TASK REQUIREMENTS: Reproduce all of the records below word for word, leaving out the pictures.

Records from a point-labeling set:
══════════════════════════════
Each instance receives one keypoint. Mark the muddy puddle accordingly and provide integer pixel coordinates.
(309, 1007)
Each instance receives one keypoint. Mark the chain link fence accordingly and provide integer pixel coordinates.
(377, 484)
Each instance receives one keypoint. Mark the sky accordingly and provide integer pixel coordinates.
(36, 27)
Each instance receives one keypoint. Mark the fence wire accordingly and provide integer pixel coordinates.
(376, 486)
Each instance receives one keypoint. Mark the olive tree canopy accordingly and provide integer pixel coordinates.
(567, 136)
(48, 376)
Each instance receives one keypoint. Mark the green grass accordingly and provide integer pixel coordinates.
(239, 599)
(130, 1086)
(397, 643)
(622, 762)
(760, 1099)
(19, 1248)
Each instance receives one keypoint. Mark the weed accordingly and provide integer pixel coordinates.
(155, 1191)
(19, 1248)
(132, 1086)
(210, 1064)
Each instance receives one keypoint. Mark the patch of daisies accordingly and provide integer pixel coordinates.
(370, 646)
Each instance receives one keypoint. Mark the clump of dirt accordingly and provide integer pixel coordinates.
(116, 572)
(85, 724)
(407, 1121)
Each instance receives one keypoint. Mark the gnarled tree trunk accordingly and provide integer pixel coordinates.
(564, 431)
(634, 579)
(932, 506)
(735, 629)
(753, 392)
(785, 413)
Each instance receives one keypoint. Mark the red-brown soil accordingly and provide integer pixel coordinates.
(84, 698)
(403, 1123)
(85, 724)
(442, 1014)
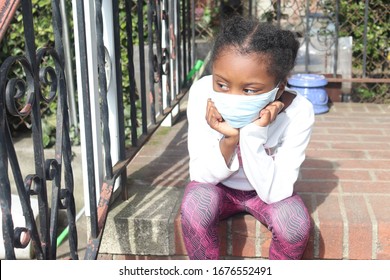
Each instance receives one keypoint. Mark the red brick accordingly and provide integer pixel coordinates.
(334, 137)
(310, 163)
(359, 146)
(366, 131)
(318, 145)
(375, 138)
(331, 227)
(365, 187)
(359, 228)
(383, 175)
(381, 206)
(363, 164)
(333, 154)
(316, 186)
(384, 154)
(330, 174)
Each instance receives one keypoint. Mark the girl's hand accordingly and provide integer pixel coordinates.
(269, 113)
(216, 122)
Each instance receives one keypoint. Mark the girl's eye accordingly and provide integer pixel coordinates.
(250, 91)
(223, 87)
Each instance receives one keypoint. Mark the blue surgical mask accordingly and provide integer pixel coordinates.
(238, 110)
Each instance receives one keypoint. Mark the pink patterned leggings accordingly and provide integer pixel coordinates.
(204, 205)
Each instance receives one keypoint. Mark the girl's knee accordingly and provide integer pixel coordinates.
(292, 223)
(200, 204)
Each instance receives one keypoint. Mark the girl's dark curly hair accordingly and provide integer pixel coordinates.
(277, 47)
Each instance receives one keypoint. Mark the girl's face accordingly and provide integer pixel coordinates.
(244, 74)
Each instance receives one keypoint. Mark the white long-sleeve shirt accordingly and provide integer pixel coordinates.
(268, 158)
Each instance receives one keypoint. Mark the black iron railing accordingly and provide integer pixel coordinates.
(164, 57)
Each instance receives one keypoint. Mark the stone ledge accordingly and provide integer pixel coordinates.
(144, 224)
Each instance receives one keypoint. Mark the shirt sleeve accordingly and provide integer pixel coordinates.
(206, 160)
(273, 177)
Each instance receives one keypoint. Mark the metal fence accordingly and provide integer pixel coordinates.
(346, 40)
(106, 77)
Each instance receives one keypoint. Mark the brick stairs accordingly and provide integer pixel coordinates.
(344, 181)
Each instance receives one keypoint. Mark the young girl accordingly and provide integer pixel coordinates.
(247, 137)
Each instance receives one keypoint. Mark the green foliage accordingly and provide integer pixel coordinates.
(378, 31)
(13, 44)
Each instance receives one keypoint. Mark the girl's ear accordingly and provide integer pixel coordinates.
(282, 86)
══════════════════════════════
ANSWER TO THE EXERCISE:
Each instance receives one keypoint. Mark the muddy puddle accordingly and provide integer pixel coordinates.
(309, 1007)
Each instance receives one keypoint. Mark the chain link fence accordingly and provide integer pixel coordinates.
(377, 484)
Each instance receives one keypoint. Mark the sky accordingly and provide integer pixel coordinates.
(36, 27)
Each instance receives one keypoint. Mark the fence wire accordingly and provide integer pixel coordinates.
(376, 486)
Each instance receives one keypoint. Mark the olive tree canopy accordingly and provide integer pixel coordinates.
(567, 136)
(48, 376)
Each instance receives one keypoint. Mark the green grass accordingly and provide integer pixel coordinates.
(239, 599)
(130, 1086)
(397, 643)
(622, 762)
(760, 1099)
(19, 1248)
Each instance receives one keypoint. Mark the weed accordingly and provide integer pixel coordinates.
(155, 1191)
(19, 1248)
(132, 1086)
(210, 1064)
Each instance receives one keypoint. Mark the patch of daisies accordingly and provide integer pixel coordinates.
(370, 646)
Each instance receives one keypoint. Mark the clump of dirt accordingly and provide integer pixel coordinates.
(116, 572)
(85, 724)
(407, 1121)
Each instance receives one keypoint. Mark the gnarled tree trunk accordingly and provide integer pixel coordinates.
(564, 431)
(634, 579)
(932, 506)
(735, 629)
(753, 392)
(785, 413)
Each instance receives one keypoint. Mark the red-brown soil accordingly and provide integer pixel coordinates.
(84, 698)
(403, 1123)
(85, 724)
(442, 1014)
Each instance receives one keypoint. Mark the red brick accordingly and provide integer pixel coordinates.
(334, 137)
(310, 163)
(359, 146)
(366, 131)
(318, 145)
(375, 138)
(331, 227)
(365, 187)
(359, 228)
(383, 175)
(381, 206)
(363, 164)
(333, 154)
(316, 186)
(384, 154)
(330, 174)
Each instance receives one keypoint. Mark the girl's hand accordingly and provide integer pixel coordinates.
(269, 113)
(216, 122)
Each instance receives one keypoint. Mark the girl's eye accordingly and provide integer pixel coordinates.
(250, 91)
(223, 87)
Each instance receives one keypoint. Mark the blue surgical mask accordingly and provide integer pixel coordinates.
(238, 110)
Each instance receives one keypoint. Mark the pink patterned leggings accordingly and provide integer pixel coordinates.
(204, 205)
Each instance receives one keypoint. Mark the girl's knee accordingly and provide integer pixel coordinates.
(292, 223)
(200, 204)
Each instance receives one keypoint. Mark the girl's dark curly hair accordingly and provide integer pixel coordinates.
(277, 47)
Each instance receives one keypoint. Mark the girl's face accordingly and provide integer pixel coordinates.
(244, 74)
Each instance receives one keypoint. Mark the white long-sleeve shirt accordingly and provide integer pixel coordinates.
(268, 158)
Each instance receives one keypoint. Mark the black iron railing accordingly and provide integer pixel coordinates.
(164, 57)
Each instance receives one keypoint. Mark the stone ledge accordingly and provide integer pixel coordinates.
(144, 224)
Each instance receives one keypoint. Mark the shirt sleeve accordingly and provide integer pixel coordinates.
(206, 160)
(273, 177)
Each instance receives one keypoint. Mark the metal fence accordingly and provide integer pixel coordinates.
(346, 40)
(106, 77)
Each instance receives one keypoint. Mark the brick stairs accordingly and provide integer pixel coordinates.
(344, 181)
Each instance receives one keypoint. Mark the young girl accordingly and provide integer pixel coordinates.
(247, 137)
Each instance receives one keypoint. Mark the green foliage accordingly and provide integer pixel coordinates.
(378, 31)
(13, 44)
Each instance receives one keypoint. Mark the girl's ear accordingly and provide integer pixel coordinates.
(282, 86)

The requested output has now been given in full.